* Input rows
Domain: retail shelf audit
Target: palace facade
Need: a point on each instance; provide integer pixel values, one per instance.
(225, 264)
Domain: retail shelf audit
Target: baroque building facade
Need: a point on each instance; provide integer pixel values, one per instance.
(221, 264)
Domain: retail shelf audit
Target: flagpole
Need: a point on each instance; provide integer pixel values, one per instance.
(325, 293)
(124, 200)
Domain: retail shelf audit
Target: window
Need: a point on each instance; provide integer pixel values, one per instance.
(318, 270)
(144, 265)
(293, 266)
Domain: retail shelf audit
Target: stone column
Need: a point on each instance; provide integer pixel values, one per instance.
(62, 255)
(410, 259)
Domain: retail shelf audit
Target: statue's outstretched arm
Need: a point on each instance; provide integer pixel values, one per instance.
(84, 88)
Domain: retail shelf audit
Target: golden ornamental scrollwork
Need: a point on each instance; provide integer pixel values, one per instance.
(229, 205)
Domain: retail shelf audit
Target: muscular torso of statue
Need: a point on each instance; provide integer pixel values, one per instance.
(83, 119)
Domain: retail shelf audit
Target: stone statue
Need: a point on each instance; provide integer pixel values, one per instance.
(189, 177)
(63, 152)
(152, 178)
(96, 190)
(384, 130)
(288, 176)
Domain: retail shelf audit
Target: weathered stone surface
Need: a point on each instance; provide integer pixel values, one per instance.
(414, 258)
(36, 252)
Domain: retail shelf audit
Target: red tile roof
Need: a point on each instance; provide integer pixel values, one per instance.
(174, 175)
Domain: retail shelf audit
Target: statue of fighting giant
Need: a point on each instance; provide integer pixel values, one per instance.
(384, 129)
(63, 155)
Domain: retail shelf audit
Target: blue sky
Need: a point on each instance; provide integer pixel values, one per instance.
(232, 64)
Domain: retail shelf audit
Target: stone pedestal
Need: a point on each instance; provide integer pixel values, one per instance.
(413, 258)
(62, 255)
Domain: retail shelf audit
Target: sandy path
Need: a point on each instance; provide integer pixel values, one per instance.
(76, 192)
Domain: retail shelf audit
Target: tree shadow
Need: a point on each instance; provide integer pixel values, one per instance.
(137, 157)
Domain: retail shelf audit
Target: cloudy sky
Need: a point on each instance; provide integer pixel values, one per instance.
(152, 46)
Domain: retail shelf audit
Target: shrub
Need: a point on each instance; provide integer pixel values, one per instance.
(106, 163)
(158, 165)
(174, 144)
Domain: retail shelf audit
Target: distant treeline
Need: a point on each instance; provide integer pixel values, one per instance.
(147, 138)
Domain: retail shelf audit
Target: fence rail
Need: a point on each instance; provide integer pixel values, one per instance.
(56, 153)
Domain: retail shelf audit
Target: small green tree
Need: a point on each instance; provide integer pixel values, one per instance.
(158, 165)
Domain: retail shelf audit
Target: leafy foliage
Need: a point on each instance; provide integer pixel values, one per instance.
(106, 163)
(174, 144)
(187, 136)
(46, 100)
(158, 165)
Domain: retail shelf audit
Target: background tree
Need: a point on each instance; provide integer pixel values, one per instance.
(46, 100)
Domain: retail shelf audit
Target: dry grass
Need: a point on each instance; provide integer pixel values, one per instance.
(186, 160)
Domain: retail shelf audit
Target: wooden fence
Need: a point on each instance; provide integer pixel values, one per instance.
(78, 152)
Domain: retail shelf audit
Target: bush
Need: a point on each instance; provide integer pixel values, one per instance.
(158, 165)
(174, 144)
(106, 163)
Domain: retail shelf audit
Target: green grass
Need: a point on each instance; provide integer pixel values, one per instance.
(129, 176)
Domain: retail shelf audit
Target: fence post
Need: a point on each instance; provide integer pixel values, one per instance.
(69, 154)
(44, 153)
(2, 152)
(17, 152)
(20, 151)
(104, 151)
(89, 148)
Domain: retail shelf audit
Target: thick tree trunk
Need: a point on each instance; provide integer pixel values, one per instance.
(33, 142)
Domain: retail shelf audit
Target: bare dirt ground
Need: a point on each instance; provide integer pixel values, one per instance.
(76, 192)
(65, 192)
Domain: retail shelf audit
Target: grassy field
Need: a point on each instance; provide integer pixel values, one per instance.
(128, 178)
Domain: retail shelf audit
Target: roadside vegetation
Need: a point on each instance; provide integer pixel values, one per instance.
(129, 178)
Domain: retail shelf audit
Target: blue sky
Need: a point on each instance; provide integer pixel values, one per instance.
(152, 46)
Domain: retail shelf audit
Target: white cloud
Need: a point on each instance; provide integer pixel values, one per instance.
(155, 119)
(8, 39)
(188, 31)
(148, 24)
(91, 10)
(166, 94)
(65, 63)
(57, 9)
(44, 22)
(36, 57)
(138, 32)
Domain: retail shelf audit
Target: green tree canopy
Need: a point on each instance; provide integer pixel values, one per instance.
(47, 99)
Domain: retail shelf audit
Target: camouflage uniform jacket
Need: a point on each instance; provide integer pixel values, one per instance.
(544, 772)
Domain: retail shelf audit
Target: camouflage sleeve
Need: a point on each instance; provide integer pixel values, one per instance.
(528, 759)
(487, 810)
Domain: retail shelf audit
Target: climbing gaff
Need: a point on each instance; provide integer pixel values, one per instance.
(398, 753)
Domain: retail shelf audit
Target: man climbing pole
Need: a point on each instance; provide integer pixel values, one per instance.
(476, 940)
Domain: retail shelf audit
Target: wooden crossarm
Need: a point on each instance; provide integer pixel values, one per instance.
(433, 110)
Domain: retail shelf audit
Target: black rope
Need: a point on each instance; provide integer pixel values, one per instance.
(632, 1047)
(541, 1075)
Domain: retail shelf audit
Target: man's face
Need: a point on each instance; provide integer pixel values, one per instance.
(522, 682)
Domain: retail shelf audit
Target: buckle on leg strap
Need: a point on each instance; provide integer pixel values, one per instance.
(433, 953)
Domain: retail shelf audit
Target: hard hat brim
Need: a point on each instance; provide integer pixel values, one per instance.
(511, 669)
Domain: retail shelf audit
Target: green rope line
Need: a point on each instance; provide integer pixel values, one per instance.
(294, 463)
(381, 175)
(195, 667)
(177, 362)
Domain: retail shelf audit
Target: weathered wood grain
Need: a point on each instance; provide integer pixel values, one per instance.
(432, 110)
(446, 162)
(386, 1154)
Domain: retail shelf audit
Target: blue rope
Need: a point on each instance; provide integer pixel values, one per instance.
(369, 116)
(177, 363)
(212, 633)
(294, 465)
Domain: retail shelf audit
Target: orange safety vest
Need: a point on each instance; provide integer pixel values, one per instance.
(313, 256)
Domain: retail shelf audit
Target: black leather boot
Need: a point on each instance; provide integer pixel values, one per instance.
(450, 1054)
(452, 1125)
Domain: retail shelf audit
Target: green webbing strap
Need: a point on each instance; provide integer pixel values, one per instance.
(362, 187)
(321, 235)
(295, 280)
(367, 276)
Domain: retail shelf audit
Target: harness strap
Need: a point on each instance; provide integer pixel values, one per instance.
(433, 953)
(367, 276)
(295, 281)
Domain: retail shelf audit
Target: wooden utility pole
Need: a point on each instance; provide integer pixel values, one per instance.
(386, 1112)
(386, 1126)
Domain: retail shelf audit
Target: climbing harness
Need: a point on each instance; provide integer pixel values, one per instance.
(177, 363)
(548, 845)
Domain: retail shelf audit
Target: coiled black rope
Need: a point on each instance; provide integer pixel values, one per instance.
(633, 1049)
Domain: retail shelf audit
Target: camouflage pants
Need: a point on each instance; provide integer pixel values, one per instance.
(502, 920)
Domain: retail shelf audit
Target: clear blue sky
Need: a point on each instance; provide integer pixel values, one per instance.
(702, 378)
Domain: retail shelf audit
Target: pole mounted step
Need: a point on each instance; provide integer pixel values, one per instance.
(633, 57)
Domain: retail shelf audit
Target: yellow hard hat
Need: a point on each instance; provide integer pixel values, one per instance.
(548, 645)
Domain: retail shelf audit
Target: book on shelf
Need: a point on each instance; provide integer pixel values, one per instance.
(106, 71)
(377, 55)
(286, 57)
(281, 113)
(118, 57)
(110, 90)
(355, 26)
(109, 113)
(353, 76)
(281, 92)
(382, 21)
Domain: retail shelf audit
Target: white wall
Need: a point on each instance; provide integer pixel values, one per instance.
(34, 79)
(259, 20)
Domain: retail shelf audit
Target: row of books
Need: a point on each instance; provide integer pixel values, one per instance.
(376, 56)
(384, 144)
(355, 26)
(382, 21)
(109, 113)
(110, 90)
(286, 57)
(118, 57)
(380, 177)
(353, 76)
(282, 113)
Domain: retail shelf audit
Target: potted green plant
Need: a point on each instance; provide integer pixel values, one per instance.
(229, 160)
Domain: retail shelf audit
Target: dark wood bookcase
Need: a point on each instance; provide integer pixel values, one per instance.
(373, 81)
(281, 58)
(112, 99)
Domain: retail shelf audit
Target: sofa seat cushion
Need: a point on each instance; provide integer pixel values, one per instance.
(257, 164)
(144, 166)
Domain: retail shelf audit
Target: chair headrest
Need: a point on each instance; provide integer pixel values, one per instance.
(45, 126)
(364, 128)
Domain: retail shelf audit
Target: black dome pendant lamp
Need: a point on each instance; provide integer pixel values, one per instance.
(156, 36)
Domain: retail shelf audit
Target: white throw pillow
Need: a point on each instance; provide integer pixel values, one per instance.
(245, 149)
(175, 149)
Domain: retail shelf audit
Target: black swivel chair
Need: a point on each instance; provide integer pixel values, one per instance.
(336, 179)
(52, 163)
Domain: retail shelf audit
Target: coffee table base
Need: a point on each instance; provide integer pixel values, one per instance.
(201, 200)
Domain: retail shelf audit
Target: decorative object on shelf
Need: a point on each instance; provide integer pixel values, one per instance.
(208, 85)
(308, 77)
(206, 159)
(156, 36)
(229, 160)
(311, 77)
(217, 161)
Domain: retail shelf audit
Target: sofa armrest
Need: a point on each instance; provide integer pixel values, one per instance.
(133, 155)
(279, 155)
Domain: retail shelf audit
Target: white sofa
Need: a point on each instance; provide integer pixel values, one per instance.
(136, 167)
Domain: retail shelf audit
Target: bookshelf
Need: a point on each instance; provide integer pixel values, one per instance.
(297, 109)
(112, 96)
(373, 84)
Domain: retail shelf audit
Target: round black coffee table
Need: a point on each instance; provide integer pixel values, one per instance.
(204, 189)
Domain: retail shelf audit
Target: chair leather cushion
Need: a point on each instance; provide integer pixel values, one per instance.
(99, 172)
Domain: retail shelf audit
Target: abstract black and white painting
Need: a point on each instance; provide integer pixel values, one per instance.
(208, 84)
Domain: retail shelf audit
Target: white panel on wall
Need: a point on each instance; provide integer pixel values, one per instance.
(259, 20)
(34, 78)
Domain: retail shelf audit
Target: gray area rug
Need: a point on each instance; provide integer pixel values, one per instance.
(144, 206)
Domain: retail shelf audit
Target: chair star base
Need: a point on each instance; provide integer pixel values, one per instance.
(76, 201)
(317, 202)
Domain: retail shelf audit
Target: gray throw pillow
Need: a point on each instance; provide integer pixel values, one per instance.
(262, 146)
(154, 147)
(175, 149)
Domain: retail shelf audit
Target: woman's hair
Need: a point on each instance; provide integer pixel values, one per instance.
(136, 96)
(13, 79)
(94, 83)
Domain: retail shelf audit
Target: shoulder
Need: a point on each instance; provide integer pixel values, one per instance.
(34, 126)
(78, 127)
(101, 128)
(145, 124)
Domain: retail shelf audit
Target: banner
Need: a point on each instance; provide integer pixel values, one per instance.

* Work instructions
Please identify every line in the entries above that contains the word "chair" and copy each of those lines in full. Letter case counts when matching.

* Response
Target: chair headrest
Target: black swivel chair
Target: chair leather cushion
Target: chair star base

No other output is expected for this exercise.